** START Selection **

Per the specification, the usual hash symbol (#) will be prepended to channel names that begin with an alphanumeric character—allowing it to be omitted. Some implementations (for example, mIRC) will do so unconditionally resulting in a (usually unintended) extra (for example, ##channel), if included in the URL.

Some implementations allow multiple channels to be specified, separated by commas.

==Challenges==
Issues in the original design of IRC were the amount of shared state data being a limitation on its scalability, the absence of unique user identifications leading to the nickname collision problem, lack of protection from netsplits by means of cyclic routing, the trade-off in scalability for the sake of real-time user presence information, protocol weaknesses providing a platform for abuse, no transparent and optimizable message passing, and no encryption. Some of these issues have been addressed in Modern IRC.

** END Selection **
** START Material provided **

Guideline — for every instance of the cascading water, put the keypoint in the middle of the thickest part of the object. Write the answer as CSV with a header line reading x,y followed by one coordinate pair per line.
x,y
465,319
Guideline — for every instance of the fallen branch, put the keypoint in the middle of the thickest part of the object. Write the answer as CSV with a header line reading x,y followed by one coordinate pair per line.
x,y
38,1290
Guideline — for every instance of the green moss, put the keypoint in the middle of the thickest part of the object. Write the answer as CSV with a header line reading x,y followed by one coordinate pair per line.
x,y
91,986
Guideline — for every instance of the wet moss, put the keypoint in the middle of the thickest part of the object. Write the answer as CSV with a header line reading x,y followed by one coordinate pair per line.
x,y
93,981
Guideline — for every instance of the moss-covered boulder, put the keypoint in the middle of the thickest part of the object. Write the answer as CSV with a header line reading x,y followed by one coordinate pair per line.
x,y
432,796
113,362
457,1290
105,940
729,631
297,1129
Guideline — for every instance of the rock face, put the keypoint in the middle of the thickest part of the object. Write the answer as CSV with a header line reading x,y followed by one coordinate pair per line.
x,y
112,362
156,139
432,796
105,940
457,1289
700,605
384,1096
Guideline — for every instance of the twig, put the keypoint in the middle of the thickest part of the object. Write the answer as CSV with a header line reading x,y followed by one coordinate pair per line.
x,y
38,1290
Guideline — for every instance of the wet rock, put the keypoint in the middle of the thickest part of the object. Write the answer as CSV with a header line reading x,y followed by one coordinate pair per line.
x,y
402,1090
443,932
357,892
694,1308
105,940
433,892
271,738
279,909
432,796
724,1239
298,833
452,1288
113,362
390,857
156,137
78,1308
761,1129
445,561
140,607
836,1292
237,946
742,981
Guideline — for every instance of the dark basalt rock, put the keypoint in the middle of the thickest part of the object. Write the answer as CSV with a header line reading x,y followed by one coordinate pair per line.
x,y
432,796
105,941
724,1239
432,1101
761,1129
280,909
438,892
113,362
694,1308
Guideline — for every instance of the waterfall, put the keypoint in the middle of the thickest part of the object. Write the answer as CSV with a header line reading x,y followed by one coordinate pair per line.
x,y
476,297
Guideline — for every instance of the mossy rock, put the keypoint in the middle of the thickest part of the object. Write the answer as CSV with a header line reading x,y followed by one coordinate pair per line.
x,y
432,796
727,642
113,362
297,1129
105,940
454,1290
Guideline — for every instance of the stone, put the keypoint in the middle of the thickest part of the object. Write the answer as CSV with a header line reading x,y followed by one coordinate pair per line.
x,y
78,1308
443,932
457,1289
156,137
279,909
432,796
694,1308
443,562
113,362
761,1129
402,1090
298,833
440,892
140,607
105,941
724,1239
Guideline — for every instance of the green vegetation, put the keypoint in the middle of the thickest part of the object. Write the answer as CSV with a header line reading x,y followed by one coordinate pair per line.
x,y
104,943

** END Material provided **

Tasks and exercises:
1: Please update the listing, beginning at the line that has "Guideline — for every instance of the stone, put" and stopping at the end of the listing, so that "thickest" becomes "widest" and nothing else changes.
2: Carry on the IRC passage from the point where it stops.

Responses per task:
1:
Guideline — for every instance of the stone, put the keypoint in the middle of the widest part of the object. Write the answer as CSV with a header line reading x,y followed by one coordinate pair per line.
x,y
78,1308
443,932
457,1289
156,137
279,909
432,796
694,1308
443,562
113,362
761,1129
402,1090
298,833
440,892
140,607
105,941
724,1239
Guideline — for every instance of the green vegetation, put the keypoint in the middle of the widest part of the object. Write the answer as CSV with a header line reading x,y followed by one coordinate pair per line.
x,y
104,943

2:
===Attacks===
Because IRC connections may be unencrypted and typically span long time periods, they are an attractive target for DoS/DDoS attackers and hackers. Because of this, careful security policy is necessary to ensure that an IRC network is not susceptible to an attack such as a takeover war. IRC networks may also K-line or G-line users or servers that have a harmful effect.

Some IRC servers support SSL/TLS connections for security purposes. This helps stop the use of packet sniffer programs to obtain the passwords of IRC users, but has little use beyond this scope due to the public nature of IRC channels. SSL connections require both client and server support (that may require the user to install SSL binaries and IRC client-specific patches or modules on their computers). Some networks also use SSL for server-to-server connections, and provide a special channel flag (such as +S) to only allow SSL-connected users on the channel, while disallowing operator identification in clear text, to better utilize the advantages that SSL provides.

IRC served as an early laboratory for many kinds of Internet attacks, such as using fake ICMP unreachable messages to break TCP-based IRC connections (nuking) to annoy users or facilitate takeovers.

===Abuse prevention===

One of the most contentious technical issues surrounding IRC implementations, which survives to this day, is the merit of "Nick/Channel Delay" vs. "Timestamp" protocols. Both methods exist to solve the problem of denial-of-service attacks, but take very different approaches.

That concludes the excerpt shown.